# Java Fern and Anubias Nana



## juelz (Feb 9, 2006)

Hello,

I just picked up a Java Fern and 2 Anubias Nana at lfs. I am hearing all sorts of mixed opinions about whether to tie to driftwood, bury roots in gravel, bury roots and rhizome in gravel.

Can someone clarify for me, what is the correct way of doing this? I would rather not tie it to anything I think it looks better buried but do I bury the rhizome and roots or not?

Thanks,


----------



## Ladayen (Jun 20, 2011)

Do not bury the rhizome. Covering the roots is fine.


----------



## lohachata (Jan 27, 2006)

i agree with ladayen..........never ever bury the rhizome..the roots yes...rhizome no...if you bury the rhizome it will be just fine for awhile...but eventually (within a couple of months) it will rot and kill the plant...attach it to a piece of driftwood or a rock with some black cotton sewing thread..by the time the thread rots away the roots will have attached themselves......

Source data =>
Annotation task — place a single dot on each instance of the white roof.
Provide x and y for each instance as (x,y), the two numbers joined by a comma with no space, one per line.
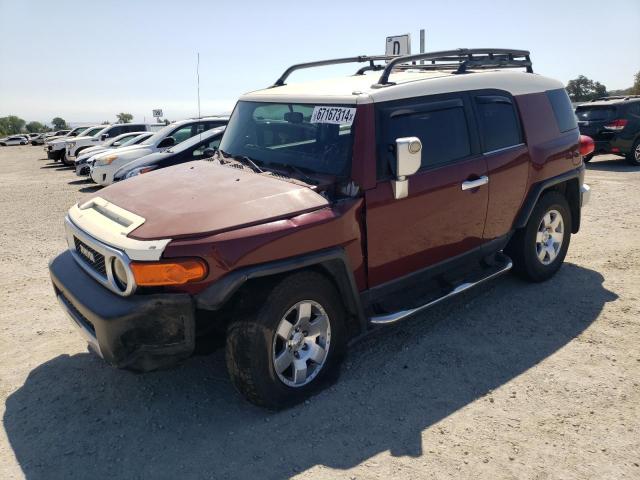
(359,89)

Set exercise 1 =>
In the forum thread on Java Fern and Anubias Nana, what happens within a couple of months when the rhizome is buried?
Set exercise 2 =>
Carry on the forum thread on Java Fern and Anubias Nana after its last post.
The data above is not needed here.

Exercise result 1 =>
The rhizome rots and kills the plant.

Exercise result 2 =>
----------



## Mystery snail (Mar 26, 2010)

You can also use rubber bands to tie down the Rhizome. I have two Anubias Nana that have attached themselves via elastic bands, and my Java Ferns are somewhat new. I just think elastic bands are easier to work with. Now if you're talking Java Moss (another great low light plant) it also can be tied down to rocks or driftwood, however thread ot fishing line is what you should use. I tried rubber bands and it was choking the moss.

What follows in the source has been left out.